- [Stated exercise]: Can you copy out, unchanged, everything in the records below from the line containing "Can you spot the grassy" down to the line containing "x=949, y=451", with both of those lines included and nothing else?

- [Task material]:
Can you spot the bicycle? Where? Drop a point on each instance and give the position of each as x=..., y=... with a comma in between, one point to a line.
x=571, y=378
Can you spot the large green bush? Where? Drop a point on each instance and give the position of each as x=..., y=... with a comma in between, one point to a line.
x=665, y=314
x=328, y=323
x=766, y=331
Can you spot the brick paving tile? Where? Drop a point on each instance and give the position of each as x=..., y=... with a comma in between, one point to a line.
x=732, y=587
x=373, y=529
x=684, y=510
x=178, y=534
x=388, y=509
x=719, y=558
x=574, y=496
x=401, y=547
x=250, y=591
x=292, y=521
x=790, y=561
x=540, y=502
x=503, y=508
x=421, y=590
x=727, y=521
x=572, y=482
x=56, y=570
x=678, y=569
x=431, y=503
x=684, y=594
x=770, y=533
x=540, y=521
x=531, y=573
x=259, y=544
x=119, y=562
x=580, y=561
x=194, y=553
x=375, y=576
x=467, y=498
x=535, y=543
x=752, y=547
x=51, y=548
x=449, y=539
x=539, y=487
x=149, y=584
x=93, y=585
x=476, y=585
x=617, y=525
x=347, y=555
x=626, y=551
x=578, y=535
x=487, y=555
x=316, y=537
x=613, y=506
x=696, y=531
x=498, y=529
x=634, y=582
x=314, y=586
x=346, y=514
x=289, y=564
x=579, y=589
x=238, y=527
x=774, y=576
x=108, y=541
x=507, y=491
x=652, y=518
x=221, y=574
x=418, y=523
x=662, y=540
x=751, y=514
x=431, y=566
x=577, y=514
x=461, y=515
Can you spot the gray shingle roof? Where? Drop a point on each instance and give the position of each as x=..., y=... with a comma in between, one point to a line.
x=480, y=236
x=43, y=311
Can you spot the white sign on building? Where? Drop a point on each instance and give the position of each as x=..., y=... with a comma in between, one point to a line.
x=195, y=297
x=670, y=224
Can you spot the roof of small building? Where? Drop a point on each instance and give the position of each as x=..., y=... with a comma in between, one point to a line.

...

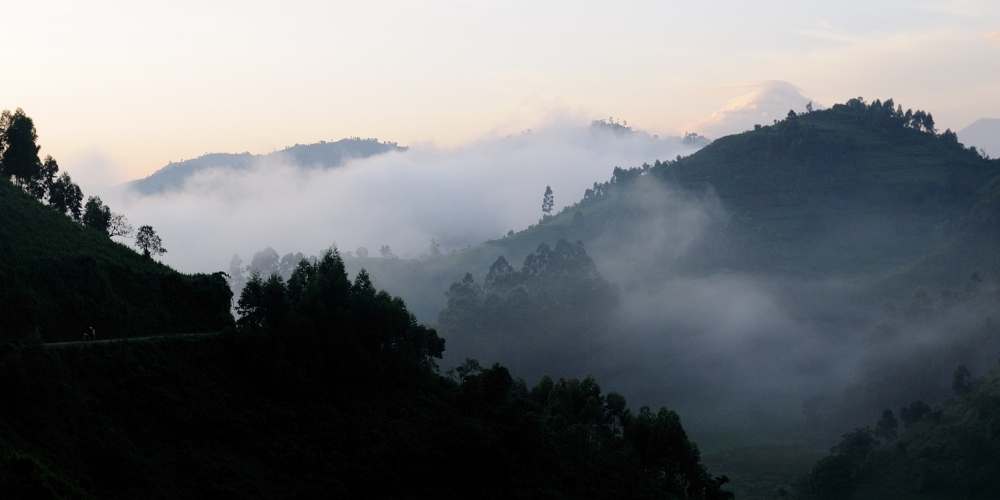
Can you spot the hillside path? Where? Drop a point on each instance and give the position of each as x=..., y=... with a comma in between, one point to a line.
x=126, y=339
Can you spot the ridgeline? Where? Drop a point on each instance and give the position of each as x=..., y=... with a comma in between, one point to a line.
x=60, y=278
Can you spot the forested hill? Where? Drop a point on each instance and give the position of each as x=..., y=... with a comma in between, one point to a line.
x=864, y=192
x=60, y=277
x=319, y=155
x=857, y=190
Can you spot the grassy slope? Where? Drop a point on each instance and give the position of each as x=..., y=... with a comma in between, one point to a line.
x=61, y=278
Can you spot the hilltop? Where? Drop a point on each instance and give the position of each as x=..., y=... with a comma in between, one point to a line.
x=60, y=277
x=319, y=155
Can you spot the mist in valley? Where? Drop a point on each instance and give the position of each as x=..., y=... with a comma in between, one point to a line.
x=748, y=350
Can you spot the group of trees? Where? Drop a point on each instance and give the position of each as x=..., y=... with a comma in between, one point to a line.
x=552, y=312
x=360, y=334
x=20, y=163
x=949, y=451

...

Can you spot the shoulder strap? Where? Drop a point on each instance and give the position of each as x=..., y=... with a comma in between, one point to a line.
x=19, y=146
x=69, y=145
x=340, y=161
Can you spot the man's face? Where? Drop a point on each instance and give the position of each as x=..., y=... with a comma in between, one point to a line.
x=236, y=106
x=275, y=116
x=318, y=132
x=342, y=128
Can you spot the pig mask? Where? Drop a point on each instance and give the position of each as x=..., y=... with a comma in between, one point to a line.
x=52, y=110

- [In response]:
Can you spot the grassy slope? Where? Drop a point on each instance and give the position of each as x=..., y=... with a comma in between, one point to a line.
x=61, y=278
Can you spot the hilltop? Where? Drop a point on each instance and give the position of each as x=..., y=... with a comma in between, one point to a line.
x=60, y=277
x=319, y=155
Can you spot the mist in valley? Where? Drop a point on each instance and give the position of each as x=..., y=... with a comma in between, one point to a line.
x=748, y=350
Can you spot the group of trees? Where? Drop a point on each instance and give the position of each as x=..., y=... with a comma in between, one point to a line.
x=552, y=312
x=360, y=334
x=20, y=163
x=949, y=451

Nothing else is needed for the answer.